- _THE PROBLEM_:
Count the lines in the entries below that contain the string "tree", matching case exactly. Reply with the number alone.
--- start of DATA FOR THIS EXERCISE ---
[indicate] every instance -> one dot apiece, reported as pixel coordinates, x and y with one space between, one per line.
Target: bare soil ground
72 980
--- end of DATA FOR THIS EXERCISE ---
--- start of DATA FOR THIS EXERCISE ---
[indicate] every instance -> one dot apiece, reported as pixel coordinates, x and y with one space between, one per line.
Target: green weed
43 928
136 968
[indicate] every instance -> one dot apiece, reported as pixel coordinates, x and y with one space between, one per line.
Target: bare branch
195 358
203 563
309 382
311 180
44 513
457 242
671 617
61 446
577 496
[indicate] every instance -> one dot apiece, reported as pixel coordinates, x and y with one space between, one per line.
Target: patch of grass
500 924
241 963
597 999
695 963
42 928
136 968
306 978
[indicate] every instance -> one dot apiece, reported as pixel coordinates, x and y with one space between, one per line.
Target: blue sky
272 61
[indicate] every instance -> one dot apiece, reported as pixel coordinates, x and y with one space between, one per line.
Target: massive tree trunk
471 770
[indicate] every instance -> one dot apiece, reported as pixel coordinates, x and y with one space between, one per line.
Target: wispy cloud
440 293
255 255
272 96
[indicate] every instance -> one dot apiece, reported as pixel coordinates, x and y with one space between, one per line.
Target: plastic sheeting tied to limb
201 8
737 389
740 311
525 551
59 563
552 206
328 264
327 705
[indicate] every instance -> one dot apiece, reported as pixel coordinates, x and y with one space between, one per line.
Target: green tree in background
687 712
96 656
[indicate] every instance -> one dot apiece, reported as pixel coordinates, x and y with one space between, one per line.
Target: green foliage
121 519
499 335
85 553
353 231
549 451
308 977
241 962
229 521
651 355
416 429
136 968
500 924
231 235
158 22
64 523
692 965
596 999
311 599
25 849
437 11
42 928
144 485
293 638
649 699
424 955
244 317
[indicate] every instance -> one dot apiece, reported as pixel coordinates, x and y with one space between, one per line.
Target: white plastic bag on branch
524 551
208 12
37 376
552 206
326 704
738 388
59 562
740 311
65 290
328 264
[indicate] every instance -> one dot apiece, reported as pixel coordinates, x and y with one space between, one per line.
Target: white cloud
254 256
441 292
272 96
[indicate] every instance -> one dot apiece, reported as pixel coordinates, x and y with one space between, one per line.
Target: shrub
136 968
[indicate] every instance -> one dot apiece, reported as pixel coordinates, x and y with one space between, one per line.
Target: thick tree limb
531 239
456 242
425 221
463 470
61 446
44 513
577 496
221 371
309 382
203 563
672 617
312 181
--- end of DATA FOR THIS EXERCISE ---
- _EXPECTED OUTPUT_:
3